> _What you need to do_:
Print the whole listing exactly.

Collected data:
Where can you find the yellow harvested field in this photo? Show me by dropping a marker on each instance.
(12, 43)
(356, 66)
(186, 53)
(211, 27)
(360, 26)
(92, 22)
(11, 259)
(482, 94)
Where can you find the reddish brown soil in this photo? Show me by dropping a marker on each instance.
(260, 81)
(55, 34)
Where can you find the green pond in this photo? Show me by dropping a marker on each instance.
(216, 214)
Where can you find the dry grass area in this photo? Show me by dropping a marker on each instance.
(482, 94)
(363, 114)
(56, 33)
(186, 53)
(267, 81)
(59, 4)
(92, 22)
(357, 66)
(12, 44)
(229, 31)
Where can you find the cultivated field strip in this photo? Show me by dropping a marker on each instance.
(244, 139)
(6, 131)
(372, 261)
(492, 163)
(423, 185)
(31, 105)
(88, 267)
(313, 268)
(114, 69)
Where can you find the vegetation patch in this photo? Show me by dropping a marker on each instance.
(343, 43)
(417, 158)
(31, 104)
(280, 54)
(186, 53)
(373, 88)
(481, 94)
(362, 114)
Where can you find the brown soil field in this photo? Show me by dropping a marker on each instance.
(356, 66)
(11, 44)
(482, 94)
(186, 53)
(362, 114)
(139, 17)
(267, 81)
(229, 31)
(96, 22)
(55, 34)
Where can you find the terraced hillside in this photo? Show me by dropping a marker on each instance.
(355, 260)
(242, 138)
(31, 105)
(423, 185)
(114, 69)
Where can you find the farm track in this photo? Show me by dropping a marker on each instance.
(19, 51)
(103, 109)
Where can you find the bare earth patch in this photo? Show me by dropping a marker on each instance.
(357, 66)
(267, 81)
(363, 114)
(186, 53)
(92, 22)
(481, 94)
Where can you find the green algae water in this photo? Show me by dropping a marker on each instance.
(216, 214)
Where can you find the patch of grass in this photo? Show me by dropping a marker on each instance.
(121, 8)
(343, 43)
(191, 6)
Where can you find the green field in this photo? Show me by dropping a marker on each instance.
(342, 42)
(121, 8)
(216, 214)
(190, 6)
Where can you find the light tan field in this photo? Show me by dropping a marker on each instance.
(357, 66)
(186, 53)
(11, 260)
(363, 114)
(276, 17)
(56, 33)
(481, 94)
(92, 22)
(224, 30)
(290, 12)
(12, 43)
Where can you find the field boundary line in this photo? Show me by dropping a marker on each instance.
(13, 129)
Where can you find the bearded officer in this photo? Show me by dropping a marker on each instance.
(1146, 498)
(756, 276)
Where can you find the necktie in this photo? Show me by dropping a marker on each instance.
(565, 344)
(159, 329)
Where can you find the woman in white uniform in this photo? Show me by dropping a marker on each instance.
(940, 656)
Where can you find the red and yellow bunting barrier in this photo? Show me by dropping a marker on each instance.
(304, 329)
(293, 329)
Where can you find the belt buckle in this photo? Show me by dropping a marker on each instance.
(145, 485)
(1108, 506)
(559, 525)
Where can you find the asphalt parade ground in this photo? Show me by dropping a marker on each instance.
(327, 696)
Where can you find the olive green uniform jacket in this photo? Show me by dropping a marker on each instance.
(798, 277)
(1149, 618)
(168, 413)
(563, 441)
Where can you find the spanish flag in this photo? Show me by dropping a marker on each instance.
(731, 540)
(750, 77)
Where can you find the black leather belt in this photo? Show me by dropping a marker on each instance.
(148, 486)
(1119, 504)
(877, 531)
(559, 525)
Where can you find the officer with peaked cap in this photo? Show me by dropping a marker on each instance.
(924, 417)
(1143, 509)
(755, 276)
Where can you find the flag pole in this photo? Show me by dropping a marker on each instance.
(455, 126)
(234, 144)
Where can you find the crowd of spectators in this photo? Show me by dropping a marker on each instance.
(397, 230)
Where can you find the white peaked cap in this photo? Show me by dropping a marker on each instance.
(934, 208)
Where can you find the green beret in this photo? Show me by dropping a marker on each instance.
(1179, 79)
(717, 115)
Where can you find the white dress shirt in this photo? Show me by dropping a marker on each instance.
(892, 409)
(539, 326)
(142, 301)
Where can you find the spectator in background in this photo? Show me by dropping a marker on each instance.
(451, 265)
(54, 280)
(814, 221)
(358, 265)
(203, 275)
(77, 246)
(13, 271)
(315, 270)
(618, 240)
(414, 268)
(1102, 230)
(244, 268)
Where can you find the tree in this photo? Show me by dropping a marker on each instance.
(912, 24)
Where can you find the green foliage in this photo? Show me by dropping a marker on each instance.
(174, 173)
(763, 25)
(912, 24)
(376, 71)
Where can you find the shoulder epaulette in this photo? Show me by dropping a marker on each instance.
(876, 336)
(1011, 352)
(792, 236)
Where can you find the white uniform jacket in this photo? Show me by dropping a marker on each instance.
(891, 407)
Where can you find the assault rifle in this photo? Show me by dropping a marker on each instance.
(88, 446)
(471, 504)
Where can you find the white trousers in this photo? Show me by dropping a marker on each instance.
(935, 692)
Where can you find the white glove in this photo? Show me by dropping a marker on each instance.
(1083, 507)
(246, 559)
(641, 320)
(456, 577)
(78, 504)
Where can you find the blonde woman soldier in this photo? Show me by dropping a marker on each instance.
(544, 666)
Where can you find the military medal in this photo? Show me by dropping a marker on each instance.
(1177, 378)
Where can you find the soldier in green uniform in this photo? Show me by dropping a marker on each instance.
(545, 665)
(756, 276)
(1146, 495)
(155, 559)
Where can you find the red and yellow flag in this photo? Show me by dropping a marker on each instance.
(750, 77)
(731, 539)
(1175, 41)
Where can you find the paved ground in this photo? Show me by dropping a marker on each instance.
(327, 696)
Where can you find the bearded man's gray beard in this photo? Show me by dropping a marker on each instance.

> _Complete output_:
Where can you find the yellow harvested field in this photo? Show me by dropping a marker on each instance.
(12, 43)
(356, 66)
(186, 53)
(211, 27)
(360, 26)
(92, 22)
(11, 259)
(482, 94)
Where can you find the reddish brown soil in this photo? Show me by dropping a marker on each instance.
(260, 81)
(55, 34)
Where can you find the green pond in this photo? Show me by dropping a marker on each instance.
(216, 214)
Where can you find the dry grass area in this photo? Show me by dropping a marker on each instance.
(482, 94)
(363, 114)
(56, 33)
(186, 53)
(267, 81)
(59, 4)
(92, 22)
(357, 66)
(12, 44)
(229, 31)
Where can you find the cultivated field strip in this photo? Show me by dropping a marker on each instance.
(244, 139)
(6, 131)
(372, 261)
(492, 163)
(423, 185)
(31, 105)
(88, 267)
(313, 268)
(114, 69)
Where can you find the vegetation patch in this photo? Show me by dropping a marker on each instance.
(343, 43)
(417, 158)
(31, 104)
(280, 54)
(186, 53)
(373, 88)
(481, 94)
(362, 114)
Where can you find the brown soil field in this photo? Show me by dropping a marker on each instance.
(356, 66)
(11, 44)
(482, 94)
(186, 53)
(362, 114)
(139, 17)
(267, 81)
(229, 31)
(96, 22)
(55, 34)
Where can you find the terraced hillside in this photo? Show me by dropping a marker on each instance.
(355, 260)
(242, 138)
(31, 105)
(423, 185)
(114, 69)
Where can you find the farm track in this photo? Show me by dropping a marker on each instance.
(19, 51)
(103, 109)
Where can you find the bare earth patch in this photo? Show me by dropping a marker on each instance.
(357, 66)
(267, 81)
(363, 114)
(186, 53)
(92, 22)
(481, 94)
Where can you find the green algae water in this photo? Show me by dropping a marker on each instance.
(216, 214)
Where can you find the patch of grass in this photo? Show me by dropping a marker on each instance.
(121, 8)
(343, 43)
(191, 6)
Where can you find the green field in this photo? Show me by dropping a marker on each instance.
(342, 42)
(121, 8)
(216, 214)
(190, 6)
Where can you find the light tan field in this photo? Show me by dropping a marker on each instance.
(357, 66)
(186, 53)
(11, 260)
(363, 114)
(276, 17)
(56, 33)
(481, 94)
(92, 22)
(224, 30)
(290, 12)
(12, 43)
Where can you find the field boundary line in this photo? Show me by dropping a marker on each instance.
(13, 129)
Where can you find the bearded officer in this photo? Show me by dropping a marker on each instance.
(1146, 498)
(756, 276)
Where can you find the necktie in this photo? Show me by dropping a marker on each instance.
(565, 344)
(159, 329)
Where can you find the woman in white uniform in this photo? Show me by dropping a marker on each instance.
(940, 656)
Where can you find the red and yellow bunting barrier in this photo? Show me by dropping a marker on each instance.
(304, 329)
(293, 329)
Where can you find the belt buckle in this photo? Show me by dropping a marker on each instance.
(145, 485)
(1108, 506)
(559, 525)
Where can you find the asphalt parade ground in this photo? Show me by dropping a marker on each instance.
(327, 696)
Where can you find the olive green uniform jacket in this photo? Show me by dropping a marker on each instance.
(798, 277)
(1149, 618)
(168, 413)
(563, 441)
Where can you find the spanish flag in this photo? Show me by dropping a marker on each instance.
(731, 540)
(750, 77)
Where can you find the black leather belt in this photo? Show me by dropping a marker on each instance.
(148, 486)
(1119, 504)
(877, 531)
(559, 525)
Where can you find the officer with peaked cap in this photo? Show me by dropping a marker on each instance.
(924, 417)
(1143, 509)
(755, 276)
Where can you find the flag pole in this photo? Show me by dropping a marker on each instance.
(455, 126)
(234, 144)
Where can you find the crowd of spectators in this photo? Show me by dropping a marker on each instance.
(397, 230)
Where can you find the white peaked cap in this photo? Show me by dropping a marker on each instance.
(934, 208)
Where can you find the green beret in this photo? Show me by dropping a marker on each instance.
(1179, 79)
(717, 115)
Where can you find the white dress shirt in this photo? Show me by dropping a marker on each instance.
(892, 409)
(539, 326)
(142, 301)
Where can you find the spectator in background in this photo? Show me by dropping a marker on each instance.
(451, 265)
(54, 280)
(814, 221)
(358, 265)
(203, 275)
(77, 246)
(13, 271)
(315, 270)
(618, 240)
(414, 268)
(1102, 230)
(244, 268)
Where can you find the tree in this photo? Show me by dropping a marker on each instance.
(912, 24)
Where can you find the green foliage in this photo? Show me by dropping a marker on each instance.
(174, 173)
(763, 25)
(912, 24)
(376, 71)
Where can you find the shoulder epaulette in this photo? Show me by dropping a marker on each instance.
(876, 336)
(1011, 352)
(792, 236)
Where can you find the white uniform jacket in this photo? Show me by dropping a marker on each instance.
(891, 407)
Where can you find the assault rifle in this photo? Show me by dropping a marker on each instance.
(88, 446)
(471, 504)
Where can you find the white trousers in this photo? Show me by dropping a marker on each instance.
(935, 692)
Where can you find the white glove in this photo? Show me by dropping a marker on each instance.
(1083, 507)
(246, 559)
(641, 320)
(456, 577)
(78, 504)
Where can you find the blonde woman soldier in this photo? Show me by dropping a marker on each instance.
(544, 666)
Where can you find the military medal in this photo? Show me by dropping a marker on each instance.
(1177, 378)
Where can you find the soldier in green uniform in this photo? Show me by dropping a marker on each instance.
(545, 665)
(756, 276)
(1146, 495)
(155, 559)
Where can you find the red and yellow flag in this photo? Show me by dropping a marker on each instance.
(750, 77)
(731, 539)
(1175, 41)
Where can you find the paved ground in this photo? Show me by dropping a marker on each instance.
(327, 696)
Where can you find the bearded man's gray beard in this photo? Show me by dropping a marker on each instance.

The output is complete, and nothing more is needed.